Data entries:

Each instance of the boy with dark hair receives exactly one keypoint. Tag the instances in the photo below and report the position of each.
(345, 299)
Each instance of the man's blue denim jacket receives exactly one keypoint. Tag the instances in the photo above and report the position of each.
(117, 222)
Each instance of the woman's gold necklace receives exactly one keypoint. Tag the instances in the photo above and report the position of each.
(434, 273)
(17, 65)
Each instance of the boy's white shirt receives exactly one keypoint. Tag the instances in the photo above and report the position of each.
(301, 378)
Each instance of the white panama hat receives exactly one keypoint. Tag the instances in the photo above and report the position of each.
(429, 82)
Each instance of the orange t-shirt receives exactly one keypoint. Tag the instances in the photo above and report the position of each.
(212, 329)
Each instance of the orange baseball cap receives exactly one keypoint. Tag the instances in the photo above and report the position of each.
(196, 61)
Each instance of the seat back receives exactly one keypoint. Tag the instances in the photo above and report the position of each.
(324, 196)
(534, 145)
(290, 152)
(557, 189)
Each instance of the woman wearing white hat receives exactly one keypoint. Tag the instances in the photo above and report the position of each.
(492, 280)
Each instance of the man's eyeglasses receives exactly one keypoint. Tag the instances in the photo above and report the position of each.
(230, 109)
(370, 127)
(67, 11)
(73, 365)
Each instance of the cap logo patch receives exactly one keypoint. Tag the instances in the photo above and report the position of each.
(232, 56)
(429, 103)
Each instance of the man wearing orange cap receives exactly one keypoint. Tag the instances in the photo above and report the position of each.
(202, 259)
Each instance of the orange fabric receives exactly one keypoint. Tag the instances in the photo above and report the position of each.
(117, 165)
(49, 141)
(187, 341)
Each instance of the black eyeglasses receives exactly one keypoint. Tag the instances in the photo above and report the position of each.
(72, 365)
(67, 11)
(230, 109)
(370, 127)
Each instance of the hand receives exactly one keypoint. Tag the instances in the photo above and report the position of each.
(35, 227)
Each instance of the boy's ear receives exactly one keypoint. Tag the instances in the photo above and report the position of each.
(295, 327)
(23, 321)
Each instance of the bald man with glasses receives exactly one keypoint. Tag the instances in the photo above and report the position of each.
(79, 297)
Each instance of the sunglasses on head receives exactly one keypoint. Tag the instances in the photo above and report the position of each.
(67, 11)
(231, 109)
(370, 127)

Task statement → Each record must be reproduced exactly, with nothing missing.

Exercise result →
Each instance of the boy with dark hair receives exactly one keypoint. Tag the instances in the photo below and report the position of each.
(345, 299)
Each instance of the man's blue denim jacket receives exactly one keypoint. Tag the instances in the photo above and report the position of each.
(117, 222)
Each instance of the woman's gold necklace receives exactly one keypoint. Tag the instances in the photo above and report the position of each.
(434, 273)
(17, 65)
Each instance of the boy's white shirt receives exactly one keypoint. Tag the instances in the photo above and report the position of each.
(301, 378)
Each instance of the white panama hat receives exactly one keypoint. Tag the instances in the photo above and report the position of each.
(429, 82)
Each instance of the orange t-shirt receives exactly one keypoint. Tag the instances in the photo above and report the position of each.
(212, 329)
Each instance of the orange baseball cap receives exactly one keypoint. Tag the instances in the photo above and report the position of each.
(196, 61)
Each instance of the seat back receives exactly one keypoint. Tag the instances in the photo above and report the position of each.
(324, 196)
(534, 145)
(290, 152)
(557, 189)
Each instance of the woman wearing white hat receives exactly one keypoint. Tag the instances in the photo above and report the position of each.
(492, 280)
Each instance of the man's eyeglasses receives exactly one keypoint. Tag the instances in the photo above and report the position of each.
(230, 109)
(370, 127)
(67, 11)
(73, 365)
Each instance of the cap logo patch receives exactly one keypoint. Tag the instances in the photo above and report the position of each.
(232, 56)
(429, 103)
Each instance of the man wearing orange cap receives exactly one keypoint. Tag the instances in the photo above and report the position of each.
(202, 259)
Each instance of the orange fabric receives exactly one keypoint. Tag the instances in the photo above and report the position of each.
(117, 165)
(49, 141)
(187, 341)
Each instance of the black eyeglasses receives exactly one keypoint. Tag the instances in the photo above and report the position of each.
(72, 365)
(67, 11)
(230, 109)
(370, 127)
Each instance of the hand receives exactly one keypoint. Tag the instances in the photo above and report the position of each.
(35, 227)
Each instance of the boy's ear receives exactly one keypoint. Tag the instances in the photo above and report the position of each.
(295, 327)
(23, 321)
Each instance of the bald man with glasses receives exactly one keypoint. Tag the instances in the photo above and report the position of each.
(79, 297)
Each instance of the sunglasses on head receives exactly one keypoint. Tag the instances in the photo above and report the position of each.
(67, 11)
(231, 109)
(370, 127)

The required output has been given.